INSTRUCTION
Extract every line of the listing below that contains the string "building", treating uppercase and lowercase letters as distinct.

INFORMATION SHOWN

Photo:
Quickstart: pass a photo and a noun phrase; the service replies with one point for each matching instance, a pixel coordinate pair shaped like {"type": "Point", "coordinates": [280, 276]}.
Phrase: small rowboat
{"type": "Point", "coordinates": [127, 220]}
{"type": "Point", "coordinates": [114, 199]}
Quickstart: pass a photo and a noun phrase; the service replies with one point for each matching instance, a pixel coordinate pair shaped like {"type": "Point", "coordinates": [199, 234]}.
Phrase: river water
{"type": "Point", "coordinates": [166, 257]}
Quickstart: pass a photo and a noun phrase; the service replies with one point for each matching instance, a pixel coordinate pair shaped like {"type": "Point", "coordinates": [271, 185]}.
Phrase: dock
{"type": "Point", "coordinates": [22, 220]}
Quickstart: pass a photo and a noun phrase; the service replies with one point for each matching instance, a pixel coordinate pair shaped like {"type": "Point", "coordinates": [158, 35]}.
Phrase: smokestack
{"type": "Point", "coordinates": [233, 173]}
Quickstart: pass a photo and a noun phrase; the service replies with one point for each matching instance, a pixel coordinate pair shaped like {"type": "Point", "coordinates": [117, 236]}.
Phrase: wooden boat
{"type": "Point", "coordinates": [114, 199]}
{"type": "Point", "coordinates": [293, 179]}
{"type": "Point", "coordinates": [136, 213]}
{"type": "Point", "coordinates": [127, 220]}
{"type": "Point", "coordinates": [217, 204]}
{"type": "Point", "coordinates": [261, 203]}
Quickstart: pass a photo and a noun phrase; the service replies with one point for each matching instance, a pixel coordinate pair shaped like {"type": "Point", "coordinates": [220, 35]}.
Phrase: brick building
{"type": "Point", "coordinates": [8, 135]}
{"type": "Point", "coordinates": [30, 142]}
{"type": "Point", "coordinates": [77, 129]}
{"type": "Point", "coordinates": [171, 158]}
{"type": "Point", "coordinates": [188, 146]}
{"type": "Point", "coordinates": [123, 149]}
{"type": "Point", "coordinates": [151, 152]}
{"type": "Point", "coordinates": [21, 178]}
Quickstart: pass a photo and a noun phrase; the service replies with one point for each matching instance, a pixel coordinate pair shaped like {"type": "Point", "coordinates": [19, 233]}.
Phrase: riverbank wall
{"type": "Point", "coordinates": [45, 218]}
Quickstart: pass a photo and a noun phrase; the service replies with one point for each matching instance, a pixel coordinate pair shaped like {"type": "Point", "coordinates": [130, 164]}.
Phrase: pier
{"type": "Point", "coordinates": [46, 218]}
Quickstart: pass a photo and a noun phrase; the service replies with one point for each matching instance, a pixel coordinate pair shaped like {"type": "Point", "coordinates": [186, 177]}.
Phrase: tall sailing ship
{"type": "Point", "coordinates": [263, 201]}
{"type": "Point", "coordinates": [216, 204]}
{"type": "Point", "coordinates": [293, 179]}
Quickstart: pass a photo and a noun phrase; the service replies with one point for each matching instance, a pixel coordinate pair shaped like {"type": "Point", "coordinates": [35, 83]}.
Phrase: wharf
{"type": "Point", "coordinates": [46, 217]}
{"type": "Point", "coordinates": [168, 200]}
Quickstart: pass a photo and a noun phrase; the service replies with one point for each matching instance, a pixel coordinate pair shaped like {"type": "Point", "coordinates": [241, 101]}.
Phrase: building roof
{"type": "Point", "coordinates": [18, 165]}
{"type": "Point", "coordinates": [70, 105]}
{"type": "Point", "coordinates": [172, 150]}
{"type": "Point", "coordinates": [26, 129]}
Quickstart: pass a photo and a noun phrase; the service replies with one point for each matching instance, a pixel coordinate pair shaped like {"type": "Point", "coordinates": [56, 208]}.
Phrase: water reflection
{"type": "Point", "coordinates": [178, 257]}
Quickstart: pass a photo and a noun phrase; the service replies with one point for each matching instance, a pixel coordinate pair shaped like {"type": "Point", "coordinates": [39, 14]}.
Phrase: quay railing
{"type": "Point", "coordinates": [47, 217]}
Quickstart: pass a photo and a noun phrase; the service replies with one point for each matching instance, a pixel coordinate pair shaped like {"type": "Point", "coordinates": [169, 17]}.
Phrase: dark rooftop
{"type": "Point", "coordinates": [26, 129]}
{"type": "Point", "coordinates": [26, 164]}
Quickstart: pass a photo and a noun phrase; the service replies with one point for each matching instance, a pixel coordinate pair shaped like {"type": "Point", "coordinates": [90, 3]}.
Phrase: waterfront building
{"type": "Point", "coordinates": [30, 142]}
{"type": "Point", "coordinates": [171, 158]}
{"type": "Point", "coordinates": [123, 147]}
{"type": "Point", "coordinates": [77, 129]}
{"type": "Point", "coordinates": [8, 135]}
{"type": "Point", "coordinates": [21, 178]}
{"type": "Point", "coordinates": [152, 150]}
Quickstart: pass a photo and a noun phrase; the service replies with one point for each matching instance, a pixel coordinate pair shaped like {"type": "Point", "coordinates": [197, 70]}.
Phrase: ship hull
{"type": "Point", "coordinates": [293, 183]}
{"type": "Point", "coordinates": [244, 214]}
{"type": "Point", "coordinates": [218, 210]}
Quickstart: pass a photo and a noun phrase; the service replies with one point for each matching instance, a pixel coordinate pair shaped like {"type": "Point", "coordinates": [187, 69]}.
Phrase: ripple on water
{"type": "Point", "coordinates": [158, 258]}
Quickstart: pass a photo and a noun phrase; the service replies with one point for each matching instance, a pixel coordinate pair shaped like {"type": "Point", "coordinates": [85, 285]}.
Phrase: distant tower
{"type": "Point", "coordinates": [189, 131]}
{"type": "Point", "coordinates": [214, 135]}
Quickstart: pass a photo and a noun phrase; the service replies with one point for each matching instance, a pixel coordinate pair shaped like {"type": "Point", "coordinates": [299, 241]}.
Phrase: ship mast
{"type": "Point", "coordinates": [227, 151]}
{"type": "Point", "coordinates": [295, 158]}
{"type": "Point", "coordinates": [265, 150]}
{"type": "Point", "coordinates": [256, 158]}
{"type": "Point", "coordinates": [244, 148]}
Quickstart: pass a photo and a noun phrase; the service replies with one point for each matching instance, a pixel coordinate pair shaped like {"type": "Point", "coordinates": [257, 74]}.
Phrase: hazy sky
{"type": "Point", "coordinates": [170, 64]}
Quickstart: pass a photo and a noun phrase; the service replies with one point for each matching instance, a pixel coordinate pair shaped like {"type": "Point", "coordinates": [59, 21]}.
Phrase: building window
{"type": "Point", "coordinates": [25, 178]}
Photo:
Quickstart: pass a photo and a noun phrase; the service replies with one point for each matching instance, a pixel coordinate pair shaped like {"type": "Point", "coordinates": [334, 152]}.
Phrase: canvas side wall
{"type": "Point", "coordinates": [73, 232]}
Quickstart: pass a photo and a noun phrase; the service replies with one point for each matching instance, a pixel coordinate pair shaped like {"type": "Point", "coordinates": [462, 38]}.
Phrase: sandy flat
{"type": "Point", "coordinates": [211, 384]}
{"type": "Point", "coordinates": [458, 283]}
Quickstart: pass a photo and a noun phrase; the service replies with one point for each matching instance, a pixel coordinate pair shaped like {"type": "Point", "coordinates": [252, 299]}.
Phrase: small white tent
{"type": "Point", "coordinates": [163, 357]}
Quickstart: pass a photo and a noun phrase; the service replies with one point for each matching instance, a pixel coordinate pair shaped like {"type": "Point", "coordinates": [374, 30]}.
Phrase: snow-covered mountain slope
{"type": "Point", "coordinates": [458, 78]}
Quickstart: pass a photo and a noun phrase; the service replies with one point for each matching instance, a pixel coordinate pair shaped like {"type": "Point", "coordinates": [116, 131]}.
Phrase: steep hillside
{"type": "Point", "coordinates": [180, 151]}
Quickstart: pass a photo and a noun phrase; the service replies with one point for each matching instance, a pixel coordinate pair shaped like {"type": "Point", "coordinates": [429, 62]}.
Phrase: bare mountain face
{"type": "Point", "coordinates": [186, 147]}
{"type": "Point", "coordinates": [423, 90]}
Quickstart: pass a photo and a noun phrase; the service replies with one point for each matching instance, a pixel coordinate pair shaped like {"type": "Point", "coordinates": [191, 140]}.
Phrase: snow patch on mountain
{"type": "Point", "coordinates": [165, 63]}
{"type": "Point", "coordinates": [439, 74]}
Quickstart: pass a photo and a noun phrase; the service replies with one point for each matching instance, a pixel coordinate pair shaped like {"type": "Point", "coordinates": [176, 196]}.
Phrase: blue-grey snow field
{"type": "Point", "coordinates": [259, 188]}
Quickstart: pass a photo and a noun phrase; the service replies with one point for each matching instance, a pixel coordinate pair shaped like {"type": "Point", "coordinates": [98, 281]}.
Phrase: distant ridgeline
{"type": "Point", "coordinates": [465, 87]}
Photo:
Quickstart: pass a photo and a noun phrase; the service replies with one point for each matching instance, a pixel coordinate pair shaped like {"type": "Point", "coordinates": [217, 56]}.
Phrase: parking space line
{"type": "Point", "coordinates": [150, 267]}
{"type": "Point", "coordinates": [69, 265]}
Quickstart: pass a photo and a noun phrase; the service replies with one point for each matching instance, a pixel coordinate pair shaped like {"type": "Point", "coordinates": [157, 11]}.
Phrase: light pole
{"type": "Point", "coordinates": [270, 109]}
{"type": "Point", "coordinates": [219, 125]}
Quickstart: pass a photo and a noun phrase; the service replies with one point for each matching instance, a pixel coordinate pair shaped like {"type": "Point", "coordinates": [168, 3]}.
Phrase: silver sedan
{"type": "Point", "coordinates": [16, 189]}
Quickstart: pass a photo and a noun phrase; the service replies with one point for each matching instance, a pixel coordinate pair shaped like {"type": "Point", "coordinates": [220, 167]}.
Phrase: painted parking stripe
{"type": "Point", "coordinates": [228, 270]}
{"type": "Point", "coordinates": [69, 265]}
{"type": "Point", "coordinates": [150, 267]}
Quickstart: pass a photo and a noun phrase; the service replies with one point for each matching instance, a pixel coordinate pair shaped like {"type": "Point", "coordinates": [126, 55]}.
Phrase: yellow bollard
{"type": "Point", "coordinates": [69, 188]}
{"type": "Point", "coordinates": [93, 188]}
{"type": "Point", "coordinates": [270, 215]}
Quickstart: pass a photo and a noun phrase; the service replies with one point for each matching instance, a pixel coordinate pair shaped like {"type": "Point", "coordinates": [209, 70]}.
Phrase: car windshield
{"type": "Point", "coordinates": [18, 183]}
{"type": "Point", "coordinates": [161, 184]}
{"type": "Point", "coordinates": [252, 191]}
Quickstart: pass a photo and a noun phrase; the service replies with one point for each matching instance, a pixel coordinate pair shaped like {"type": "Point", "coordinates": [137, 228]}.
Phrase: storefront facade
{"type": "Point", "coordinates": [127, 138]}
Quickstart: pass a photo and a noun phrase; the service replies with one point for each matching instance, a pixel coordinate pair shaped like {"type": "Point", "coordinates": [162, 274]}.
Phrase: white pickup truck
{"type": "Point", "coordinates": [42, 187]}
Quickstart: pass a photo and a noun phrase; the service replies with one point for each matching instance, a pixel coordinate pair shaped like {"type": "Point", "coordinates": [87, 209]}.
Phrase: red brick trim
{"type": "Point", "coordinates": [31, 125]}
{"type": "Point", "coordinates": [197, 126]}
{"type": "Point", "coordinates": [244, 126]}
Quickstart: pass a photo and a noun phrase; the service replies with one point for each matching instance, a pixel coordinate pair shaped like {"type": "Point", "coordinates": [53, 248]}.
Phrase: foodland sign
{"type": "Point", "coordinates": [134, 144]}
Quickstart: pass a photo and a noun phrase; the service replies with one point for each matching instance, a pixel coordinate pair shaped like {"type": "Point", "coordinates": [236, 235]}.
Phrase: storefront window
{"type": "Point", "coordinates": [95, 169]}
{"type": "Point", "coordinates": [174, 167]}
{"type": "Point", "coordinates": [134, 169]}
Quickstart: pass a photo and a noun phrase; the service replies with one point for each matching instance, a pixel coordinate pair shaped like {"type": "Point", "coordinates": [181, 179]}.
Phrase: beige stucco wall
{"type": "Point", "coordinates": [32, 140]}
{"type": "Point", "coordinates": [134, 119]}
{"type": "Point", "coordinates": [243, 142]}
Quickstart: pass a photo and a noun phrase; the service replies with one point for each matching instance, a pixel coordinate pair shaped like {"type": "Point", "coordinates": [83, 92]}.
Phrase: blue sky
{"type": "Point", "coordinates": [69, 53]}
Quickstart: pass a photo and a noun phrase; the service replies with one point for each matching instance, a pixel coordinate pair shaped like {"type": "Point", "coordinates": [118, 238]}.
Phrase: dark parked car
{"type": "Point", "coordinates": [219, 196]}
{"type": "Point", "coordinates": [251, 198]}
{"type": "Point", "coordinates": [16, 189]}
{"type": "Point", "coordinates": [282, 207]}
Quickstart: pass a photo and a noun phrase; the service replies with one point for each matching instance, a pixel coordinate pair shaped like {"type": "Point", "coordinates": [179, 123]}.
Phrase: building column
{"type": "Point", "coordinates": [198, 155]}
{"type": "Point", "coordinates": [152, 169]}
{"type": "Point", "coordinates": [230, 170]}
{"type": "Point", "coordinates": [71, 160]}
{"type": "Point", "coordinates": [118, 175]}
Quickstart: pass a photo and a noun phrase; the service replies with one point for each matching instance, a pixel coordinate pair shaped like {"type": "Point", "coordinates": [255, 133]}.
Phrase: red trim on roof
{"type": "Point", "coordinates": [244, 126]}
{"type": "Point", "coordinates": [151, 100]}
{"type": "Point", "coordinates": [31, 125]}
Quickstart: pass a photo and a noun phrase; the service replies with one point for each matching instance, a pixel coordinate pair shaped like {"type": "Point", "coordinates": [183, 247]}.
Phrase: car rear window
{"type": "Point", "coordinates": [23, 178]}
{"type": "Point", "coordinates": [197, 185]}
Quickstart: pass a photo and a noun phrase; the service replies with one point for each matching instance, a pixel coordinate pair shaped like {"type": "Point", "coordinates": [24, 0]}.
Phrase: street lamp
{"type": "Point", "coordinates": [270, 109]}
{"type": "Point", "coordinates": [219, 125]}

COMPLETED EXERCISE
Phrase: brick building
Phrase: building roof
Phrase: waterfront building
Phrase: building window
Phrase: building column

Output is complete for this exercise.